Exercise directions
Copy the stretch of the material from the line that contains "Practice step: label each instance of the baby's ear" through the line that contains "(1157, 632)", substituting "mark" for "label" and leaving all else unchanged. Give only those lines.

**** Task inputs ****

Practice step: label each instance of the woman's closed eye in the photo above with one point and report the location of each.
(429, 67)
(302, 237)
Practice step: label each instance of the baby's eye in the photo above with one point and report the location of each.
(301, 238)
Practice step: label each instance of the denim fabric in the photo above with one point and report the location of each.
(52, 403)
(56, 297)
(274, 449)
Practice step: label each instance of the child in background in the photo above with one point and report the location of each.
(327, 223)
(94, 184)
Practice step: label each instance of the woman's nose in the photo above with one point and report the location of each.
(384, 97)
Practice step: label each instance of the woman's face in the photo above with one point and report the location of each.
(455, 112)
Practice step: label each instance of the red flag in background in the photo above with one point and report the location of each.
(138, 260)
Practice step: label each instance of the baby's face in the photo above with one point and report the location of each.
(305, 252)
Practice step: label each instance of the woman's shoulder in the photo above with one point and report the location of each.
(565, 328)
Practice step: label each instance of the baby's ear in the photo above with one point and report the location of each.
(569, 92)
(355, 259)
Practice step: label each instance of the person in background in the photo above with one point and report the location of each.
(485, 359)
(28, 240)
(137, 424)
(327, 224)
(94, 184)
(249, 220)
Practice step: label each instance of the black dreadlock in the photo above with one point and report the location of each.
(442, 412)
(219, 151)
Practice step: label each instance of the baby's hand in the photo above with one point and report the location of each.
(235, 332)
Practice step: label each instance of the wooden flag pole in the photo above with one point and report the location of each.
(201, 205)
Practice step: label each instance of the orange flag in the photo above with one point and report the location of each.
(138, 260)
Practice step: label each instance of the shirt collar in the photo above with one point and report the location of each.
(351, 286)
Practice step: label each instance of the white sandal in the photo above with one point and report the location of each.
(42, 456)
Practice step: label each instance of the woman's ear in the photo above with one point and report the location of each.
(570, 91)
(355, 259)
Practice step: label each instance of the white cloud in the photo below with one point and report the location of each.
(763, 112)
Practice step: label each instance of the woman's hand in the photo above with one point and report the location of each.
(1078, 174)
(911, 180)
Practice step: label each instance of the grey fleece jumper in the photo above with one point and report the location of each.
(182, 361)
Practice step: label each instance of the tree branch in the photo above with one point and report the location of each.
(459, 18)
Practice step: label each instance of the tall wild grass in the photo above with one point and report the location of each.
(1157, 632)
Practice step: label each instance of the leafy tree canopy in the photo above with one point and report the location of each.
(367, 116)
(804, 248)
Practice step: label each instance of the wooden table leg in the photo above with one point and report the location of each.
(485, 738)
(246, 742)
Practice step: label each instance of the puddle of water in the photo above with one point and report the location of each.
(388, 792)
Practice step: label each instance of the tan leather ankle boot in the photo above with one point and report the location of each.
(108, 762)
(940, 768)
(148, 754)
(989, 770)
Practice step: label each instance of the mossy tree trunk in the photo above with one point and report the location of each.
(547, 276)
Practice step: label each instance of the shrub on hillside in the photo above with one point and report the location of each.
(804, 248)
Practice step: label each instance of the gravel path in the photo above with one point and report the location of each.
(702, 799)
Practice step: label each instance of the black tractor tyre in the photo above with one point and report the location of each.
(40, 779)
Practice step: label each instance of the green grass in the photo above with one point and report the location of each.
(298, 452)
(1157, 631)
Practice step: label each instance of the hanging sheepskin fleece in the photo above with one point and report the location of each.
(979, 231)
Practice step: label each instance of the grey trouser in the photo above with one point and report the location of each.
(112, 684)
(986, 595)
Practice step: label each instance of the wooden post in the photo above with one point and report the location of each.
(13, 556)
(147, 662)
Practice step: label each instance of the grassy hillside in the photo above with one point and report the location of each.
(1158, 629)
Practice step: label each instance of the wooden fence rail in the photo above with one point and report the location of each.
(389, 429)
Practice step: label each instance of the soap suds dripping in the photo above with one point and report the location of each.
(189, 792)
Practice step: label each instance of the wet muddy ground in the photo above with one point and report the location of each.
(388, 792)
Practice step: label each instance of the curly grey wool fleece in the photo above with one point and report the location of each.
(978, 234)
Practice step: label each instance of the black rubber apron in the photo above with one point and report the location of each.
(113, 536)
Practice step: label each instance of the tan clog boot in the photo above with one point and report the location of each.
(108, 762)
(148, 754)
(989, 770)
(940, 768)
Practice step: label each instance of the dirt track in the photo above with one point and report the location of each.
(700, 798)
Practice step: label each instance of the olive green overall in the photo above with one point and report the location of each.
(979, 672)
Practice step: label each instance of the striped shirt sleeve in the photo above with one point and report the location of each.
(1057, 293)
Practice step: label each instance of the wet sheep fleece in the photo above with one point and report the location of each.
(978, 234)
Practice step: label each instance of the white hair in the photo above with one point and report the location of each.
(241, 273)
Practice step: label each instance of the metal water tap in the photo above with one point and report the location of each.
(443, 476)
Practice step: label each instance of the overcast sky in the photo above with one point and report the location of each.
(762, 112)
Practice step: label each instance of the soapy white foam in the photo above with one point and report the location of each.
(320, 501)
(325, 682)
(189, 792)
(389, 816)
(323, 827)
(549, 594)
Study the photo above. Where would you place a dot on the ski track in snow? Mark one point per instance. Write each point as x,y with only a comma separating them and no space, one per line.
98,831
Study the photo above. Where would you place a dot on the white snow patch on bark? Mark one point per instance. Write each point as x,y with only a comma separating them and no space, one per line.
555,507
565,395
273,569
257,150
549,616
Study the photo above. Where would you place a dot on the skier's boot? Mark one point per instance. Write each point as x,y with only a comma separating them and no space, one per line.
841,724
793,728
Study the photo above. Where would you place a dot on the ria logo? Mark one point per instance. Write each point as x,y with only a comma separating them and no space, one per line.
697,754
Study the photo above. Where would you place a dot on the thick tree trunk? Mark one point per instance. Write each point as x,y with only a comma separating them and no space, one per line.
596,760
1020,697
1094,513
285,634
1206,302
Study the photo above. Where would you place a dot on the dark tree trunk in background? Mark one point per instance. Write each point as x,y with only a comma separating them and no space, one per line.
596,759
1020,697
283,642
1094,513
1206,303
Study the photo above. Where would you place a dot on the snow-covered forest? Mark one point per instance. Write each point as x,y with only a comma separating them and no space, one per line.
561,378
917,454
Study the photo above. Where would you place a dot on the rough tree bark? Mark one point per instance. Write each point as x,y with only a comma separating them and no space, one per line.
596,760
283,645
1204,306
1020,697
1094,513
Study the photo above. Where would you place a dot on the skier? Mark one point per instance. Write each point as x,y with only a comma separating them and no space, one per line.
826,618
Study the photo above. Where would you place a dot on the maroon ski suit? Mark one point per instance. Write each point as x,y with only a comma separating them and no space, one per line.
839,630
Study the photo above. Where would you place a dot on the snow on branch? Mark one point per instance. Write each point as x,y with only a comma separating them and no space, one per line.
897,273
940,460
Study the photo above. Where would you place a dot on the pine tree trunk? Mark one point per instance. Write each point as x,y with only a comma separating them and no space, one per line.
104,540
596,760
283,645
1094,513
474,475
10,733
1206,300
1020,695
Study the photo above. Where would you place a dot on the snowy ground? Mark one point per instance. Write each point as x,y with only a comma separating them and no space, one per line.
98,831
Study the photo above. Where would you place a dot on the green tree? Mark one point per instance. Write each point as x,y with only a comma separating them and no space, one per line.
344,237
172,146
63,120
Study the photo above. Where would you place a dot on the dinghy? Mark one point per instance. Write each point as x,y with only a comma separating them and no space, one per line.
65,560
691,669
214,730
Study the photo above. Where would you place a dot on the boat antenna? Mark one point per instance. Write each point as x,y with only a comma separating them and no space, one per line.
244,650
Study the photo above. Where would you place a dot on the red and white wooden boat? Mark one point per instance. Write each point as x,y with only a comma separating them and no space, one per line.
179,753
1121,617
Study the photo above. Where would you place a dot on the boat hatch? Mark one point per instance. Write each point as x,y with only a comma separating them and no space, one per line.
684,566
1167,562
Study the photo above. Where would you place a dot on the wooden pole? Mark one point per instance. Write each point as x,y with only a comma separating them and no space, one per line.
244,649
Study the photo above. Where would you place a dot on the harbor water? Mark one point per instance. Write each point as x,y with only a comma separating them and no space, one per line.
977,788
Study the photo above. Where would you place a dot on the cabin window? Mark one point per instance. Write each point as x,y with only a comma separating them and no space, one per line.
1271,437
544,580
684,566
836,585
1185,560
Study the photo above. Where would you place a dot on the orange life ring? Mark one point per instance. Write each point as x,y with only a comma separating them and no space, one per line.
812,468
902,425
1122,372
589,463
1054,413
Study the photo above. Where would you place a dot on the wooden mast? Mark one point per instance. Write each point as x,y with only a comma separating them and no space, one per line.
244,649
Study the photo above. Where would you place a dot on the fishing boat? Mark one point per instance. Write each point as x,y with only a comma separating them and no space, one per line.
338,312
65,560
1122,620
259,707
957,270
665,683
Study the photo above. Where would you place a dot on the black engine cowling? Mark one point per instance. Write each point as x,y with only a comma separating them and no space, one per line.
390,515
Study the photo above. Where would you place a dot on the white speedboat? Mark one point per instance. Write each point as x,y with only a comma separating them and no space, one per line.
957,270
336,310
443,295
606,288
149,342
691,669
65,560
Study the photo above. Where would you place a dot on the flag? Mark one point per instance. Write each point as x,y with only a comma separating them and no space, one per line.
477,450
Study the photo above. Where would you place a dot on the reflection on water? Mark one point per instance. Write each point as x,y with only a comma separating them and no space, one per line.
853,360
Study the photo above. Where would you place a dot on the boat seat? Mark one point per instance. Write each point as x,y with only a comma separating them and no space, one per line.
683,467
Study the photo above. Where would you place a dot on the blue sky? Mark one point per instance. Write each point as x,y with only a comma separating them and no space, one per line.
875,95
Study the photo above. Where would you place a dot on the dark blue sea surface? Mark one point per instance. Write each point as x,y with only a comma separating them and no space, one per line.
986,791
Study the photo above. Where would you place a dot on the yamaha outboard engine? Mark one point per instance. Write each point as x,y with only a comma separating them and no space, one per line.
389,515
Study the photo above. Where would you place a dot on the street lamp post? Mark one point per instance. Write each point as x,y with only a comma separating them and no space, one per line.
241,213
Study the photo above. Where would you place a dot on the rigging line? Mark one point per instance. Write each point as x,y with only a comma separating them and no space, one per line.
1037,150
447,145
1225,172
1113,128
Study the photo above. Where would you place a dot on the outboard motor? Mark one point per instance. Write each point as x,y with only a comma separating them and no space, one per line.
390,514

****

Completed task
Practice step: mark each instance of the baby's ear in the photo above with one point and report the location of each.
(569, 92)
(355, 259)
Practice step: mark each instance of the person in background in the photo above with one point and report the location of each.
(485, 359)
(28, 240)
(137, 424)
(327, 224)
(94, 184)
(249, 220)
Practice step: mark each instance of the black dreadlock in the photo above with one point and report the location of each.
(442, 412)
(219, 151)
Practice step: mark each instance of the baby's hand in the photo above with one point and report the location of each.
(235, 332)
Practice step: mark each instance of the wooden flag pole in the photo above with one point and report the location of each.
(201, 205)
Practice step: mark each instance of the orange flag in the photo above with one point and report the location of each.
(138, 260)
Practice step: mark each instance of the shirt collar in the photo above with one point and report the location of each.
(351, 286)
Practice step: mark each instance of the white sandal in the photo above with one point and report the location of each.
(42, 456)
Practice step: mark each instance of the woman's ear in the photo above with one point and report the location of each.
(570, 91)
(355, 259)
Practice step: mark each instance of the white cloud in the photo below with one point and report the location of each.
(763, 112)
Practice step: mark each instance of the woman's hand in the photo above with one point and report the location of each.
(1078, 174)
(911, 180)
Practice step: mark each instance of the grey fleece jumper in the photo above with one point and report the location of each.
(182, 361)
Practice step: mark each instance of the tree branch in the photo above with one point and report the location of each.
(459, 18)
Practice step: mark each instance of the tall wild grass in the photo above with one point and report the location of each.
(1157, 632)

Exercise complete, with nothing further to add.